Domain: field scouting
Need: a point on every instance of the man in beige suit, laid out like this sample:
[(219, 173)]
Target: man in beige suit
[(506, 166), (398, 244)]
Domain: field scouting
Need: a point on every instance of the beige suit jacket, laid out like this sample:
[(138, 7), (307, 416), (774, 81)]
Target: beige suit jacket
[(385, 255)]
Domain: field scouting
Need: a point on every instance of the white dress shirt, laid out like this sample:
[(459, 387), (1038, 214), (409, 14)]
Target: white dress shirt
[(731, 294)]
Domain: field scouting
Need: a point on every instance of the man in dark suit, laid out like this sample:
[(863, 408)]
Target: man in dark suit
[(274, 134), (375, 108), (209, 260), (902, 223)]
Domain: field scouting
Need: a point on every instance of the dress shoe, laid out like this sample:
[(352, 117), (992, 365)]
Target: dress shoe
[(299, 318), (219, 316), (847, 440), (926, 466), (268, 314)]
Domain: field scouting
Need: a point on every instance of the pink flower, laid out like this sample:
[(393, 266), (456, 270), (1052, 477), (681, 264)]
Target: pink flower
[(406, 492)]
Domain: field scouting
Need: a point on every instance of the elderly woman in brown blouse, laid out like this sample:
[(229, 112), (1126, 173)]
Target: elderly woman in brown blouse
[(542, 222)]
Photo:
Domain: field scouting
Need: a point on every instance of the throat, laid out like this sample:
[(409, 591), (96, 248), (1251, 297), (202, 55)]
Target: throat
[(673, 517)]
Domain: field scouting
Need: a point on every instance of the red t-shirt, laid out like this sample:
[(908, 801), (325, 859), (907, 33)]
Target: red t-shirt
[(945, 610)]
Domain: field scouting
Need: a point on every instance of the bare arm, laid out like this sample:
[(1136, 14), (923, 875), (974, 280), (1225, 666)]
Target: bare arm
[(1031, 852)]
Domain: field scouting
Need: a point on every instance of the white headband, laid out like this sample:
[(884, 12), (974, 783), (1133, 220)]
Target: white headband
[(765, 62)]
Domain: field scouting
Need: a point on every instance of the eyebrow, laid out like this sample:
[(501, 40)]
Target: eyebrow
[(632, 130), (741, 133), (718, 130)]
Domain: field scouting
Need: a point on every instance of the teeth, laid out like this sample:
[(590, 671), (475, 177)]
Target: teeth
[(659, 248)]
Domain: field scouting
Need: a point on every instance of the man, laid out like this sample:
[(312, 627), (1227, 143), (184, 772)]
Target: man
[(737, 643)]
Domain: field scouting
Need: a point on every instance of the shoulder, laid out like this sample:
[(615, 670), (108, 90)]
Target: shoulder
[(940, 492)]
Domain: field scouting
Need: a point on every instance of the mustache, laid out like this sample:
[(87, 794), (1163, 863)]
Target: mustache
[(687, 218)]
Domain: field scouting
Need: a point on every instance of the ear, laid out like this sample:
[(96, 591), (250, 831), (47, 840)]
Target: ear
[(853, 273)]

== == ==

- ACTION ITEM
Having read the records, return each one exactly.

- OUTPUT OF THE EXERCISE
Domain: field scouting
Need: a point on every instance of the man in beige suit, laid out like this sample:
[(219, 173)]
Target: man in beige suit
[(506, 166), (398, 244)]
Domain: field scouting
Need: a point on every instance of the beige suit jacket, laid out like this sample:
[(138, 7), (307, 416), (774, 81)]
Target: beige suit jacket
[(385, 255)]
Domain: field scouting
Need: a point on every instance of the white dress shirt, laid out like this sample:
[(459, 387), (1038, 214), (409, 14)]
Target: white dress shirt
[(731, 294)]
Domain: field scouting
Need: a point on every instance of the man in dark suit, laid out like this sample:
[(863, 408)]
Target: man in dark suit
[(274, 134), (375, 108), (209, 260), (902, 223)]
Domain: field scouting
Need: a point on every instance of the dress shoe, laid out like this sample:
[(352, 117), (992, 365)]
Target: dress shoe
[(299, 318), (219, 316), (847, 440), (926, 466), (268, 314)]
Domain: field scouting
Need: a point on every instance of the pink flower, laid out like this sample:
[(393, 266), (456, 270), (1052, 477), (681, 264)]
Target: pink flower
[(406, 492)]
Domain: field scouting
Need: a point on every instance of the elderly woman in brown blouse, laid out like this sample:
[(229, 112), (1126, 173)]
Target: elderly woman in brown blouse
[(542, 222)]
Photo:
Domain: field scouting
Need: a point on every instance of the throat, laid out like this sample:
[(409, 591), (96, 248), (1251, 297), (202, 55)]
Target: throat
[(673, 517)]
Domain: field scouting
Need: a point on every instance of the red t-shirt, laid out like this sample:
[(908, 801), (325, 859), (907, 33)]
Target: red t-shirt
[(945, 610)]
Domain: field scouting
Need: a point on every instance of the bare arm, laid out like this sample:
[(1136, 14), (923, 875), (974, 280), (1225, 666)]
Target: bare arm
[(1031, 852)]
Domain: field scouting
Need: a point on every instance of the white headband, laid out like this sample:
[(884, 12), (974, 783), (1133, 220)]
Target: white headband
[(765, 62)]
Domain: field scouting
Need: a point on every instance of the eyebrow, laid out like this sample:
[(501, 40)]
Target: eyebrow
[(632, 130), (741, 133), (718, 130)]
Domain: field scouting
Need: a point on every instance of the teeth, laid out like this sample:
[(590, 671), (475, 177)]
Target: teeth
[(659, 248)]
Domain: field scouting
Need: a point on every instance of the man, laid out like this sample:
[(312, 627), (1227, 143), (184, 772)]
Target: man
[(737, 643)]
Domain: field scouting
Need: a point on every instance of the shoulder, laid out like this sample:
[(615, 670), (108, 90)]
Target: shoulder
[(940, 492)]
Domain: field scouting
Need: a point on every instance of the mustache, laid out like this sample:
[(87, 794), (1163, 863)]
Target: mustache
[(687, 218)]
Domain: field scouting
Need: a point on every instance of the ear, laid out like this sample:
[(96, 591), (250, 831), (47, 840)]
Target: ear
[(853, 273)]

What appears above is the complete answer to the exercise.